■ Text segment ■
>>>>>

AN all-Ireland children's heart surgery service will be fully established in Dublin by 2018 following a £42 million investment.

A children's heart surgery unit was set up at Our Lady's Children's Hospital in Dublin in March last year following an agreement between then health ministers, the DUP's Jim Wells and his southern counterpart Leo Varadkar in 2014.

But some patients still have to travel to England to receive vital surgery, including more than 125 in the last year alone.

Children's heart surgery services at Belfast's Royal Victoria Hospital stopped in 2015.

The funding was revealed yesterday at the opening of a new hybrid cardiac catheterisation laboratory at Our Lady's Children's Hospital, Dublin.

Speaking at the opening of the new laboratory at the Dublin children's hospital, the island's two health ministers, Sinn Féin's Michelle O'Neill and Fine Gael's Simon Harris, said the £42m would be invested over the next five years.

<<<<<

■ Source material ■
>>>>>

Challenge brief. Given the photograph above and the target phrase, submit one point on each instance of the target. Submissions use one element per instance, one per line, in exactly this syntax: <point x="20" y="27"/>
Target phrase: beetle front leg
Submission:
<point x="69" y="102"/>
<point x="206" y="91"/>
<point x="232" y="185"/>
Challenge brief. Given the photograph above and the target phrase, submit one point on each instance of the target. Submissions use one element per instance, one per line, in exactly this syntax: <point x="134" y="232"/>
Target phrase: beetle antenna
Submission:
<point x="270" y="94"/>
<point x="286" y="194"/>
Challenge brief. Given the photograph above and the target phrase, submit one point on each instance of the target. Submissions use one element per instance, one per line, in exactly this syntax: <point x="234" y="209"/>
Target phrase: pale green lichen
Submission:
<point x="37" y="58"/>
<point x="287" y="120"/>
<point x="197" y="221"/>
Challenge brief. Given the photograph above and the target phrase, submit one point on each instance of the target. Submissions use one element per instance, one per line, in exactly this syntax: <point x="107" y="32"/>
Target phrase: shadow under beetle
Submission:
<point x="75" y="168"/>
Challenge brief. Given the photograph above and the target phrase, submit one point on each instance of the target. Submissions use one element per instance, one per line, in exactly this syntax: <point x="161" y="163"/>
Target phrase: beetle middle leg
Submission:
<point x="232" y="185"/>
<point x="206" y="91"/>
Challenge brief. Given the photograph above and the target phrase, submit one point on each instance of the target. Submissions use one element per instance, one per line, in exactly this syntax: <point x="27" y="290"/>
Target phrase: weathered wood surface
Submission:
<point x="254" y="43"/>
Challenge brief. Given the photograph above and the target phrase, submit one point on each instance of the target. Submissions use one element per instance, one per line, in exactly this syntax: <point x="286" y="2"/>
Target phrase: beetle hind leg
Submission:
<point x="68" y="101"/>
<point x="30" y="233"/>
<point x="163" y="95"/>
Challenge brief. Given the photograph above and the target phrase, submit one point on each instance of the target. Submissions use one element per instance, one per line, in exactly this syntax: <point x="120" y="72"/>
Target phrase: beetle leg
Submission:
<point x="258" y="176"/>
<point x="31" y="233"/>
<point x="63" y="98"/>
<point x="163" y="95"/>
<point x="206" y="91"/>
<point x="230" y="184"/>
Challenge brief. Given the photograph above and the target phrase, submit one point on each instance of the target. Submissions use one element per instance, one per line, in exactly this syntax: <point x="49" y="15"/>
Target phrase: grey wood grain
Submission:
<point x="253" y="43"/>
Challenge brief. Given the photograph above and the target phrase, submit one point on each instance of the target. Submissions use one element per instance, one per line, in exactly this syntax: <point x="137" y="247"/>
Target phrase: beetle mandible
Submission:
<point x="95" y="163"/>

<<<<<

■ Required action 1 ■
According to the news text about the all-Ireland children's heart surgery service, in what year did children's heart surgery services at Belfast's Royal Victoria Hospital stop?
■ Required action 2 ■
Continue the news text about the all-Ireland children's heart surgery service from its last sentence.

■ Answer area 1 ■
In 2015.

■ Answer area 2 ■
The investment also includes £1m to enhance facilities in Belfast.

Ms O'Neill MLA said children across Ireland will soon be able to have "their surgery within a reasonable travelling distance from their homes, and with their pre and post operative care being delivered in Belfast".

"The Congenital Heart Disease Network is a great initiative that benefits all of Ireland," she said.

Mr Harris said: "This unique collaboration is the first formally established all-island Network for clinical care and I look forward to working with Minister O'Neill and her Department to identify further opportunities for collaboration into the future, so that patients – children and adults alike – can benefit it from safe, high quality services with equally high quality outcomes".

Sarah Quinlan, chief executive of the Children's Heartbeat Trust welcomed the investment and said children with congenital heart disease had faced an "uncertain future" for the last four years.

She also called for the Clark Clinic at the Royal Hospital for Sick Children to be developed as a "paediatric cardiology centre of excellence".

"Today may go down as a milestone in the development and delivery of an all-island paediatric cardiac surgical network, but only if commitments made are delivered upon," she said.